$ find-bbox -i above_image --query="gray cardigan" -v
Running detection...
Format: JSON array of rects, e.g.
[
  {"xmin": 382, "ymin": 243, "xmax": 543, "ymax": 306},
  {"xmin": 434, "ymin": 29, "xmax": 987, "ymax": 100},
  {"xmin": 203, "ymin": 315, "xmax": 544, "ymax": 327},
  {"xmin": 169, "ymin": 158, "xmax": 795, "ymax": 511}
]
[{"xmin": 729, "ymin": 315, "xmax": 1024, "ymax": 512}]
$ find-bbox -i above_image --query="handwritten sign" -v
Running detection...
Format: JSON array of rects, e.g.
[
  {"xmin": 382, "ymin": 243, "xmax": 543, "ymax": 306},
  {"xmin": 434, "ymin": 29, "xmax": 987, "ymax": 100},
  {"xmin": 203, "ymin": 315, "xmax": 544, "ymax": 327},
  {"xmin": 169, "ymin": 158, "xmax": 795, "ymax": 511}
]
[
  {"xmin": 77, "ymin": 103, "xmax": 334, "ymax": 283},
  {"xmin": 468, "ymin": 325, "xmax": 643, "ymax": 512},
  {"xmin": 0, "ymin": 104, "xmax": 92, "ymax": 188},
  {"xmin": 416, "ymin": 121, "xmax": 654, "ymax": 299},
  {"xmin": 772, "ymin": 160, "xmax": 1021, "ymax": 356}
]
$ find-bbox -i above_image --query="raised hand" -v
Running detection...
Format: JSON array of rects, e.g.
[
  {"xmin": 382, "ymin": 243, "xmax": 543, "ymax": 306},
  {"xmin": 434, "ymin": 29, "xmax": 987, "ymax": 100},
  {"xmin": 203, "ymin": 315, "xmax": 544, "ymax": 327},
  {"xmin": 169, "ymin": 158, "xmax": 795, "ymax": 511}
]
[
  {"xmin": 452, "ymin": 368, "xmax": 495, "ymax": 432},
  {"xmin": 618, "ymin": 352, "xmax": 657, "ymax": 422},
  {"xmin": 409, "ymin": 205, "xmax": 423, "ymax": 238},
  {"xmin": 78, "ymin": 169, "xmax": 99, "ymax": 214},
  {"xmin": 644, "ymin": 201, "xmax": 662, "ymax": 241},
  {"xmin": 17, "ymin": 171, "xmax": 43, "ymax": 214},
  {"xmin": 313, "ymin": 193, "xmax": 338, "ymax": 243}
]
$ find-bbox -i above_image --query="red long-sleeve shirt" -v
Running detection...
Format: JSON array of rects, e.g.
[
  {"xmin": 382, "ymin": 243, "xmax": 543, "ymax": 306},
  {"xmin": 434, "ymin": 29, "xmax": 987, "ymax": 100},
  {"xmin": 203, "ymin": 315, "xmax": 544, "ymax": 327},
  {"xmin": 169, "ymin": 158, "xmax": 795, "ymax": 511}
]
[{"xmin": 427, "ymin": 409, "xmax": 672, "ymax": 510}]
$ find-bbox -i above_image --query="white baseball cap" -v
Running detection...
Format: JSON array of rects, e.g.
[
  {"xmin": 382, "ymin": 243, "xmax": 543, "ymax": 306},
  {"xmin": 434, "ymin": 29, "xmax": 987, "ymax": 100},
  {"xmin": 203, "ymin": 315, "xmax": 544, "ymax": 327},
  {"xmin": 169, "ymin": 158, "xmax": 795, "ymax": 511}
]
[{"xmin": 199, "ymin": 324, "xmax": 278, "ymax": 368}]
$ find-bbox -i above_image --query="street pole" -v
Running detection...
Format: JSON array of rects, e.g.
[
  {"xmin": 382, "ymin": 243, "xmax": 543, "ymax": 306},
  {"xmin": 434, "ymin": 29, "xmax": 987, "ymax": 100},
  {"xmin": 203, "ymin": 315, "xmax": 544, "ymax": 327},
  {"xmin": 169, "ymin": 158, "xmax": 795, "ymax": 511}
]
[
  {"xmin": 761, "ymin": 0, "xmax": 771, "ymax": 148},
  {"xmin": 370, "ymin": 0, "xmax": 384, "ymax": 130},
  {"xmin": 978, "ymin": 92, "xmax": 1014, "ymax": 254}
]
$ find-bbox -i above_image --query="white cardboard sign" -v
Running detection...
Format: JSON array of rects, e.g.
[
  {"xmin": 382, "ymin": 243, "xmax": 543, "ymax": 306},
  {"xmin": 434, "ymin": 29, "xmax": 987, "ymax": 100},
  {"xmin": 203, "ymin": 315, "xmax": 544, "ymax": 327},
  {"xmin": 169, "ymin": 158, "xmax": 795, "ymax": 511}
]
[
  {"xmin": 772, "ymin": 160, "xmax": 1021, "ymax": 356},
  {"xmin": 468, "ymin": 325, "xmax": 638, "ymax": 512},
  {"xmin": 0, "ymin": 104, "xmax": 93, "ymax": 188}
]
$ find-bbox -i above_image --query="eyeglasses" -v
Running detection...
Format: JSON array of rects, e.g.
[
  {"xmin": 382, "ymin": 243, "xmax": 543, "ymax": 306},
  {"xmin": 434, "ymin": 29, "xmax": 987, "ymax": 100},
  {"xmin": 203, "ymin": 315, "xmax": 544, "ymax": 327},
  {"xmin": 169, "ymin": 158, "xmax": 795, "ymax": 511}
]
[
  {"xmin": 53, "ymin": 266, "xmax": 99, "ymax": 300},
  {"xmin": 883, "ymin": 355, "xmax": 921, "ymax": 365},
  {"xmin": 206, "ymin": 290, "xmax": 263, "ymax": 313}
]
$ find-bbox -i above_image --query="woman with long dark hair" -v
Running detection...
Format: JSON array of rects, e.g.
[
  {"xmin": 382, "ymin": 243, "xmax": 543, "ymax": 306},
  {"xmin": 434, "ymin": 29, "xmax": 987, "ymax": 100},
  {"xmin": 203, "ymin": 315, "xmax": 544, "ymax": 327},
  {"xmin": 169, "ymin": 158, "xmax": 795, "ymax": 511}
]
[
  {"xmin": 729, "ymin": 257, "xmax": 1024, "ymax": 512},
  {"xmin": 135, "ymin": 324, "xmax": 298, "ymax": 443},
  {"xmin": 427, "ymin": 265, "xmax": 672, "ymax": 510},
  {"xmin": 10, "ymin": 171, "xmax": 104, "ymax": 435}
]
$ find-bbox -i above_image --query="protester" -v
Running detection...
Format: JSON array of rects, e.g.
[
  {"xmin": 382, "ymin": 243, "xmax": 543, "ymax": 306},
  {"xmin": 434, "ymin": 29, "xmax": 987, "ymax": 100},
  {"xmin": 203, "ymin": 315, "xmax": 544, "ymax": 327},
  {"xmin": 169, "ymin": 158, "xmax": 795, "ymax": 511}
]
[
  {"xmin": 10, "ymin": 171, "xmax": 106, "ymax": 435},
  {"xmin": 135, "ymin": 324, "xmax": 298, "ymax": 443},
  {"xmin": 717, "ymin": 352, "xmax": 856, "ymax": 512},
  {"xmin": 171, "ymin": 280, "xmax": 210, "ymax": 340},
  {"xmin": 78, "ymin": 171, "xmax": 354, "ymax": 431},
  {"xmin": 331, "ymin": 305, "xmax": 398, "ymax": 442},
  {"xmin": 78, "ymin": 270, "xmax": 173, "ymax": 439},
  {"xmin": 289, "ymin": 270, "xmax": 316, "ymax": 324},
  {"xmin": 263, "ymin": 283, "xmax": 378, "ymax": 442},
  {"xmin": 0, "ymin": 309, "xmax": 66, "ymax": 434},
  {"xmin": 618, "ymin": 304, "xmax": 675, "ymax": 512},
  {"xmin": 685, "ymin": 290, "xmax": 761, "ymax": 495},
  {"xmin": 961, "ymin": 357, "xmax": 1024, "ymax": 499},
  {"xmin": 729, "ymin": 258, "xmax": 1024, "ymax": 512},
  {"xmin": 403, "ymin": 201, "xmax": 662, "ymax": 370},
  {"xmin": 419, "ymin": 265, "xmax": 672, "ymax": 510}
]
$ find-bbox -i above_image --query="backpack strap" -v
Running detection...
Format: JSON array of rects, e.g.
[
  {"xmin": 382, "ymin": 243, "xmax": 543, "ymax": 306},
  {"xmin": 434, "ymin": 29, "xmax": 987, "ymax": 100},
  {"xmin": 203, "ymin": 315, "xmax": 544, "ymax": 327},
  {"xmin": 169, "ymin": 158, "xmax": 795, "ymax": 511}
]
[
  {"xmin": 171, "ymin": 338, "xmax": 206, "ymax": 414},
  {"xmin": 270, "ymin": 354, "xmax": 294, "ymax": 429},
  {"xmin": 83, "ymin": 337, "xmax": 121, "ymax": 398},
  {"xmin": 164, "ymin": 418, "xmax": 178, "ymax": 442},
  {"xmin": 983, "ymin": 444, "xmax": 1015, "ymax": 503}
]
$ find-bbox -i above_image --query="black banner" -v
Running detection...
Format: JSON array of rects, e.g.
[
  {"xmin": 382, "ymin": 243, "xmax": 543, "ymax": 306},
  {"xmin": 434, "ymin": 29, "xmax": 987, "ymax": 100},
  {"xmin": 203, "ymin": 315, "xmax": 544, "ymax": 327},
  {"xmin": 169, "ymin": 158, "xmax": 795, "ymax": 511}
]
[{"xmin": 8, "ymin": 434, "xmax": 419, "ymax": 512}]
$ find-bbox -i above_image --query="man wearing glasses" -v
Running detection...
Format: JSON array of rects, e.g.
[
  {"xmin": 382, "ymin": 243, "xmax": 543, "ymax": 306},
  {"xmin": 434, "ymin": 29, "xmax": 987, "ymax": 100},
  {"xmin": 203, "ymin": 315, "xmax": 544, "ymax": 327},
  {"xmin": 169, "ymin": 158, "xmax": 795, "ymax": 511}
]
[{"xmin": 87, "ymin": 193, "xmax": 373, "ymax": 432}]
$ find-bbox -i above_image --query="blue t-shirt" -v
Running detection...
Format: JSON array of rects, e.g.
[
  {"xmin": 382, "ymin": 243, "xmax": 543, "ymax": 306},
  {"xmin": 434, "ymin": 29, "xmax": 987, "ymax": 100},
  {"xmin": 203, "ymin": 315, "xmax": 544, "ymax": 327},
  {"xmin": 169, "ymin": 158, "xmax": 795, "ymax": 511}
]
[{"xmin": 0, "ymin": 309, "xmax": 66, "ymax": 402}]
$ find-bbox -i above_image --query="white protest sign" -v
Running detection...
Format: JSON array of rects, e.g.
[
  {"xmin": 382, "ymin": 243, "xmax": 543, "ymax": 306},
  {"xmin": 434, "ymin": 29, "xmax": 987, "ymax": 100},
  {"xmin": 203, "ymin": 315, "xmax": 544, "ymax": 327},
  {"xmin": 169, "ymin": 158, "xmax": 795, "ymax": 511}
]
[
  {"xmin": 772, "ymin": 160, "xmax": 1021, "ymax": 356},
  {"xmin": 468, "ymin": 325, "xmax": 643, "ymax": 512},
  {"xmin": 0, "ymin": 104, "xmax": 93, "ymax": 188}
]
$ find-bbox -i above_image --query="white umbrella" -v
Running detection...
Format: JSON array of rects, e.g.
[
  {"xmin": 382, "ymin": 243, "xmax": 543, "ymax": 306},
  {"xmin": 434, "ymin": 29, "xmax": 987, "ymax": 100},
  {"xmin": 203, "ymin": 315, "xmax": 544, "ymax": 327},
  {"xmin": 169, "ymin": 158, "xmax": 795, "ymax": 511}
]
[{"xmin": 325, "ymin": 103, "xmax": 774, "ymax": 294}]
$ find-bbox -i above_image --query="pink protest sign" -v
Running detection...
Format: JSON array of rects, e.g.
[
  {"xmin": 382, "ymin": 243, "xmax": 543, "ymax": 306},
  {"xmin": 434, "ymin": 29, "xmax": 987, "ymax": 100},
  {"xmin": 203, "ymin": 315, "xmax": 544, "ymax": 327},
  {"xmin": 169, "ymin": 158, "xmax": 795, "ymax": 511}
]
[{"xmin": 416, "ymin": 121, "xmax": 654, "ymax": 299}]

== == ==

◆ Your goal ◆
Please pull out every line in the rows above that contains the word "long". Matching is case-sensitive.

◆ Exercise answer ◆
$ find-bbox -i above_image --query="red long-sleeve shirt" -v
$ find-bbox -i above_image --query="woman with long dark hair" -v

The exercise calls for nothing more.